**WHAT THIS TASK INVOLVES**.
Line by line, the data below should be set down unchanged, with images excluded.

════════════════════

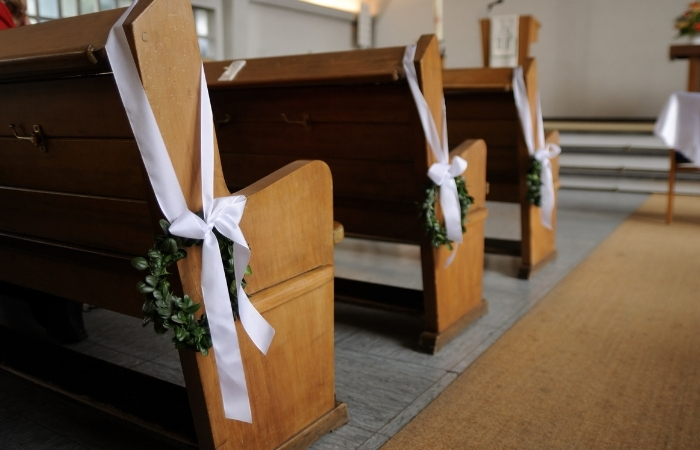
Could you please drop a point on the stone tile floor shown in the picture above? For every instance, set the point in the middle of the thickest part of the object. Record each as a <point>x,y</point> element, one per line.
<point>381,377</point>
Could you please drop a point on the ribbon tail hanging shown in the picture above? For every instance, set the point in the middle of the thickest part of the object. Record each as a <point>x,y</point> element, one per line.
<point>186,224</point>
<point>441,172</point>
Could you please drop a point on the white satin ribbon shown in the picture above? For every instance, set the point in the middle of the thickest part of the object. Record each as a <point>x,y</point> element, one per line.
<point>442,173</point>
<point>541,151</point>
<point>223,213</point>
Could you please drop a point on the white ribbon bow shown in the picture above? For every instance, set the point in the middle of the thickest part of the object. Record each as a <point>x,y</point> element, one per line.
<point>223,213</point>
<point>544,153</point>
<point>442,173</point>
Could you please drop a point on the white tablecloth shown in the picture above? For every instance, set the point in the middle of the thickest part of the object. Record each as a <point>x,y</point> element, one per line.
<point>678,124</point>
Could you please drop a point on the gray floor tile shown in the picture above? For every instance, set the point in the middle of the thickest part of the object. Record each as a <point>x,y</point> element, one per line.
<point>378,372</point>
<point>417,405</point>
<point>378,389</point>
<point>346,437</point>
<point>375,442</point>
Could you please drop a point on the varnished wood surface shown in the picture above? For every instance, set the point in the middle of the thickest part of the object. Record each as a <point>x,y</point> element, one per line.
<point>368,132</point>
<point>458,289</point>
<point>477,79</point>
<point>80,107</point>
<point>490,114</point>
<point>74,45</point>
<point>384,65</point>
<point>83,231</point>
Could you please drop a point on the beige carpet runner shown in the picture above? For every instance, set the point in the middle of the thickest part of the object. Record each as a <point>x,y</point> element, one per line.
<point>610,358</point>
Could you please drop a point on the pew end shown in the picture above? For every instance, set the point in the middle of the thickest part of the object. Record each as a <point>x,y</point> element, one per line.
<point>480,104</point>
<point>353,110</point>
<point>459,287</point>
<point>292,386</point>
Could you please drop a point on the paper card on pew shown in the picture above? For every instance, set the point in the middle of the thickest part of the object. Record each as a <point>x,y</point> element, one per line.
<point>504,40</point>
<point>232,70</point>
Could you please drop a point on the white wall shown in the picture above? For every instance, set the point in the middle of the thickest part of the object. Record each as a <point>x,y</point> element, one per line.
<point>277,31</point>
<point>284,27</point>
<point>596,58</point>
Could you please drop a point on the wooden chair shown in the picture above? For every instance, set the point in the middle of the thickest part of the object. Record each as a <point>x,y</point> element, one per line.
<point>75,211</point>
<point>354,110</point>
<point>480,104</point>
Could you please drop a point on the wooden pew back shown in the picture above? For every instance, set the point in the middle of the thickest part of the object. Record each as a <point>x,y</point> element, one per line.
<point>354,110</point>
<point>480,104</point>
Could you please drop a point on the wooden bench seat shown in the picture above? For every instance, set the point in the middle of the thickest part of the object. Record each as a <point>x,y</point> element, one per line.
<point>74,213</point>
<point>354,110</point>
<point>480,104</point>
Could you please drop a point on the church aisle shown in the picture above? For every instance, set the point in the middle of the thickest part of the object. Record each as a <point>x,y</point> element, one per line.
<point>378,372</point>
<point>608,359</point>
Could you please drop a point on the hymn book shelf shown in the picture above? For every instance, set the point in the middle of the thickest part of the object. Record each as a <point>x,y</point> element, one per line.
<point>354,110</point>
<point>74,215</point>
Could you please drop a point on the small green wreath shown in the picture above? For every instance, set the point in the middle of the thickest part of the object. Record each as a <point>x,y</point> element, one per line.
<point>433,228</point>
<point>534,182</point>
<point>166,310</point>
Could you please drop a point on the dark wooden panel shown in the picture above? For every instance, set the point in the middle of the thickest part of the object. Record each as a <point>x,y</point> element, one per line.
<point>122,226</point>
<point>380,180</point>
<point>496,133</point>
<point>504,192</point>
<point>359,141</point>
<point>365,103</point>
<point>480,106</point>
<point>376,223</point>
<point>83,166</point>
<point>71,107</point>
<point>57,47</point>
<point>98,279</point>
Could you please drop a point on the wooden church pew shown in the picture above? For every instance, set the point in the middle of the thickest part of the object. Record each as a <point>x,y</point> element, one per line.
<point>354,110</point>
<point>75,211</point>
<point>480,104</point>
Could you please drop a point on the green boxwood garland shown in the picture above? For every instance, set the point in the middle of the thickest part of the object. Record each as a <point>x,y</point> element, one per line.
<point>166,310</point>
<point>534,182</point>
<point>433,228</point>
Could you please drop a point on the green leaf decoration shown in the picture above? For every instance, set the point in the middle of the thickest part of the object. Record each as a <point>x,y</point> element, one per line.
<point>166,310</point>
<point>435,230</point>
<point>139,263</point>
<point>534,182</point>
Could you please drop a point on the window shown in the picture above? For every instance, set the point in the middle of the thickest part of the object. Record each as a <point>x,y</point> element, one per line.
<point>43,10</point>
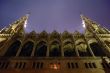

════════════════════

**EXPECTED ANSWER**.
Could you please drop a point on the stone tile floor shown in the picture above? For every instance, set the point in the middle of the thickest part of the object. Record each as a <point>x,y</point> element, one per line.
<point>381,377</point>
Could you please drop a point on the ribbon tail hanging shown in the picture above? For every instance, set the point in the middle of the thickest part of the object. Record each as a <point>x,y</point> element, one per line.
<point>186,224</point>
<point>441,172</point>
Could you please drop a point on the white satin ribbon shown in the picture above? For every instance, set the point in the middle of the thickest part of the object. Record each as a <point>x,y</point> element, one per line.
<point>442,173</point>
<point>541,151</point>
<point>223,213</point>
Could you please drop a point on the white ribbon bow shown in the picture above? For every instance, set the point in the middle of the thickest part of the object. Record each as a <point>x,y</point> element, one per line.
<point>223,213</point>
<point>544,153</point>
<point>442,173</point>
Could you please drop a point on the white tablecloth shown in the picture above? For every instance, set the point in the middle of the thickest part of the object. Record each as a <point>x,y</point> element, one per line.
<point>678,124</point>
Could you please drop a point on the gray floor tile shown in the picture above? For every instance, set the point in the middle of the thickest part of the object. Record each as a <point>x,y</point> element, one per line.
<point>378,372</point>
<point>417,405</point>
<point>378,389</point>
<point>346,437</point>
<point>375,442</point>
Could you please drop a point on the varnished wood surface shown in the picture above? For every instance, set the point in the middle of the thickest part of the object. Record each as a <point>x,y</point> element, one per line.
<point>368,132</point>
<point>458,289</point>
<point>477,79</point>
<point>80,107</point>
<point>490,114</point>
<point>74,45</point>
<point>384,65</point>
<point>83,231</point>
Could you please drop a point on the beige carpet runner shown in the picture above? For every instance, set the point in the middle of the thickest part of the object. Record each as a <point>x,y</point> element, one per line.
<point>610,358</point>
Could you please drop a point on the pew end shown in the picture above? For every instance, set the point in the middle of the thickest part of the object. Record each as a <point>x,y</point> element, one per line.
<point>480,104</point>
<point>353,110</point>
<point>459,287</point>
<point>292,386</point>
Could you please drop a point on the paper card on pew shown in the picture above? For every instance, set the point in the middle of the thickest part of the object. Record each as a <point>x,y</point> element, one per line.
<point>504,40</point>
<point>232,70</point>
Could you please drop a point on the white wall shown in the picture above? For every instance, set the point in the middle of the thickest part of the object. Record each as a <point>x,y</point> element, one per line.
<point>277,31</point>
<point>284,27</point>
<point>596,58</point>
Could you please drop a point on the wooden chair shown in the picture above? For every instance, set the point in the middle of the thickest part of the object. Record each as a <point>x,y</point> element, one per line.
<point>75,211</point>
<point>354,110</point>
<point>480,104</point>
Could you please drop a point on the wooden pew back shown in the picture above? For every instance, set the point in the middle of the thickest part of the object. Record each as a <point>x,y</point> element, one per line.
<point>354,110</point>
<point>480,104</point>
Could you please drop a point on the wooden bench seat shown in the picture above? For every instance, set the point in the middle of the thickest part of the object. Record each as a <point>x,y</point> element, one per line.
<point>74,213</point>
<point>354,110</point>
<point>480,104</point>
Could you please drop a point on the church aisle shown in the picture above? For every instance, set the point in the middle of the thickest part of the object. Record each as a <point>x,y</point> element, one per line.
<point>378,372</point>
<point>608,359</point>
Could you please drop a point on the hymn book shelf shown in the picture above? For every instance, set the point in the middle of the thickest part of the object. Record each as a <point>x,y</point> element, one per line.
<point>354,110</point>
<point>74,215</point>
Could you please drop a point on the small green wreath shown in the picture above? For every instance, set the point in the middle of the thickest part of the object. Record each as a <point>x,y</point> element, one per line.
<point>433,228</point>
<point>534,182</point>
<point>166,310</point>
Could you please drop a point on the dark wooden panel shown in the picture above? For every instance, set the point in the middle of the thickest part of the object. Record each as a <point>x,y</point> element, one per line.
<point>122,226</point>
<point>380,180</point>
<point>496,133</point>
<point>504,192</point>
<point>359,141</point>
<point>365,103</point>
<point>480,106</point>
<point>376,223</point>
<point>83,166</point>
<point>71,107</point>
<point>57,47</point>
<point>98,279</point>
Could you please drop a point on the wooden church pew shown in the picture above? For every instance, set the point in the middle of the thickest part of the object. Record each as a <point>x,y</point> element, one per line.
<point>354,110</point>
<point>75,211</point>
<point>480,104</point>
Could you please drop a point on the green boxwood garland shown in the picture above? For every instance, set the point in the middle of the thickest part of the object. Record each as a <point>x,y</point> element, one per line.
<point>166,310</point>
<point>534,182</point>
<point>433,228</point>
Could you please drop a point on the green leaf decoration shown in the picture above? For every instance, set the point in the middle of the thickest part of the object. Record each as a <point>x,y</point> element, one per line.
<point>166,310</point>
<point>435,230</point>
<point>139,263</point>
<point>534,182</point>
Could you please drop a point on the window shown in the picture above? For every instance, set the point in the middle of the thickest part of the object. Record each as a <point>x,y</point> element, one per line.
<point>43,10</point>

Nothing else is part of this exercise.